**Bloque de texto**

════

La otra pasión es relativamente reciente. Hace once años, cuando Barricada daba sus últimas bocanadas, decidió emprender un viaje de seis meses por Australia con su mujer. A fin de inmortalizar la abrumadora orografía antípoda, compró una buena cámara réflex. “En Australia me aficioné a la fotografía”, admite quien hasta entonces solo hacía fotos casuales en reuniones familiares y de amigos. “Es un país que en cuanto a naturaleza es increíble, impresionante. Mires donde mires, tienes una maravilla. Era una de las cosas que sabíamos que teníamos que hacer en esta vida, igual que más adelante fuimos a Islandia a ver auroras boreales”. Regresó a Navarra con el gusanillo dentro y empezó a realizar fotografías nocturnas con un equipo cada vez más sofisticado.
Escondido y camuflado
Al principio instalaba una barrera de infrarrojos conectada a la cámara, que abandonaba en el bosque por la noche. “Cruzaba los dedos para que cuando el ave pasara por ese haz de luz del infrarrojo, disparase la cámara y pudiera sacar la foto”, nos cuenta. “Con las jinetas no hay más remedio que hacerlo así, porque te perciben a través del olfato y no se acercan. Por la mañana yo regresaba al monte y ya no era ver si tenías la foto, era ver si tenías la cámara. Con los flashazos en medio de la noche, podía llamar la atención de cualquiera”.
Actualmente se interna entre los árboles y al borde de riachuelos y se esconde, aguardando el momento, bajo lo que entre los profesionales se denomina hide: un parapeto de camuflaje gracias al cual permanece inadvertido por los pájaros que busca inmortalizar. “Es como una red que te cubre totalmente como la que utilizan los cazadores, pero yo, en vez de llevar escopeta, llevo la cámara de fotos. Me he visto a las seis de la mañana en verano, en la orilla de un río, con los pies metidos en el agua, esperando un martín, por ejemplo. Igual te tiras varias horas esperándolo y no aparece, porque tienen su manera de actuar como seres vivos que son”, dice.
Pero su labor comienza antes, con el trabajo de campo, que considera “tan importante como tener una buena cámara [el usa una Canon R-7] o un buen objetivo” (entre otros, de 150-600 y de 28 mm; “Tanto como en guitarras no me he gastado. Ahora debo de tener catorce o quince guitarras, he tenido más en otros tiempos”, afirma). Consiste en “ir y pegarte muchísimas horas de observación, tomando notas… A qué hora suelen aparecer, por dónde. Luego ya es cuestión de colocarte tú escondido, poniendo un par de flashes esperando que no se asusten, y de ir corrigiendo para que cuando el cárabo llega al charco de agua, se vea el reflejo, o que se vea el fondo del cielo rojo del atardecer por detrás. Es un ejercicio continuo de prueba y error”, describe. Seis o siete años ha tardado en dar con la clave de la foto perfecta.

════

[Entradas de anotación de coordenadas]

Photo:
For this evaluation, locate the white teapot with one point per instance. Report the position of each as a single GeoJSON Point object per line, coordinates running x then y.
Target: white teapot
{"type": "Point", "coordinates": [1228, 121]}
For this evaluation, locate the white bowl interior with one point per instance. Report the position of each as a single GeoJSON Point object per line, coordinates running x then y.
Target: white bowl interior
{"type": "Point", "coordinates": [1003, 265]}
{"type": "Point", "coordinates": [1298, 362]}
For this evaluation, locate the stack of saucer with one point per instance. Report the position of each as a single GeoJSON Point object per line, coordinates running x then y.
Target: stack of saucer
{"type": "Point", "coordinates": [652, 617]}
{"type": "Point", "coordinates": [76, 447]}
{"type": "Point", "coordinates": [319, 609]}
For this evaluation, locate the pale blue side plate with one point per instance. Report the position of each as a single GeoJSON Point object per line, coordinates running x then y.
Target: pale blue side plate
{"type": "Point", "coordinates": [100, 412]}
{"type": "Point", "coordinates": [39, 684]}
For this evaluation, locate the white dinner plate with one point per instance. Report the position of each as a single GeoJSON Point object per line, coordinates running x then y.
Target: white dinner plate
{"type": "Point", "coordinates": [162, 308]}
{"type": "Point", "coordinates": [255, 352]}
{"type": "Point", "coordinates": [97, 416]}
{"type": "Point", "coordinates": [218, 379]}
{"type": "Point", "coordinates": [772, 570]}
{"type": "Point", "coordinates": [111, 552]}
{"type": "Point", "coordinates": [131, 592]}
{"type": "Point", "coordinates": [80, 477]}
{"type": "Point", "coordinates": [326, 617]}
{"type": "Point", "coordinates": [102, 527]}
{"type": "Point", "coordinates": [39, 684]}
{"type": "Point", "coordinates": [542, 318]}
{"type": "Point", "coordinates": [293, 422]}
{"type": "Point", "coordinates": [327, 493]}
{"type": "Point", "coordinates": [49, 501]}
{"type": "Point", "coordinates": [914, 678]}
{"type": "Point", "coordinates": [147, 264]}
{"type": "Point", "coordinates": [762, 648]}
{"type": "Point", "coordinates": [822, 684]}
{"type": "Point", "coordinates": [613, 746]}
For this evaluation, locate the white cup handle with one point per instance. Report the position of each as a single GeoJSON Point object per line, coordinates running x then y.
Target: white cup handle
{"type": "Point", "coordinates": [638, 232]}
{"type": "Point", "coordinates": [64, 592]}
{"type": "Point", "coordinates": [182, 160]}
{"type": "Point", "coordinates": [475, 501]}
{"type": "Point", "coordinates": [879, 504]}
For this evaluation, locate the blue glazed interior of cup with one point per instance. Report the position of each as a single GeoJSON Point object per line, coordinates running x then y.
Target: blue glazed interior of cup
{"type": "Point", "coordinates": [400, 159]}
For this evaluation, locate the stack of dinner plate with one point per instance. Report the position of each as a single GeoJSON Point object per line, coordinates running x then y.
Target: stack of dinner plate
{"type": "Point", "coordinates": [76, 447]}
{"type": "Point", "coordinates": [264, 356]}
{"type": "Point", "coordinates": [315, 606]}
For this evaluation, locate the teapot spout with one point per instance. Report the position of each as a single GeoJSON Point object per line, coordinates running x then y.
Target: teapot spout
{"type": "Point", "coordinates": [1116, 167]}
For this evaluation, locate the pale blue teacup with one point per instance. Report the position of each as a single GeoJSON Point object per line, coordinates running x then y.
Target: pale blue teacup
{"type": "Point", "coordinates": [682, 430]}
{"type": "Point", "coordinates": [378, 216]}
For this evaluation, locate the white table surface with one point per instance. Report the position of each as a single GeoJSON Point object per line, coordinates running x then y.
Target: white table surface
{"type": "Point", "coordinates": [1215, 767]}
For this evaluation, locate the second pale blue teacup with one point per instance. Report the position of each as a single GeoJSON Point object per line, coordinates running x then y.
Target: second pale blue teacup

════

**Instrucciones y requisitos**
En el texto sobre fotografía de naturaleza, ¿cuánto duró el viaje por Australia? Las filas son un material aparte del texto.

**Solución del ejercicio**
Seis meses.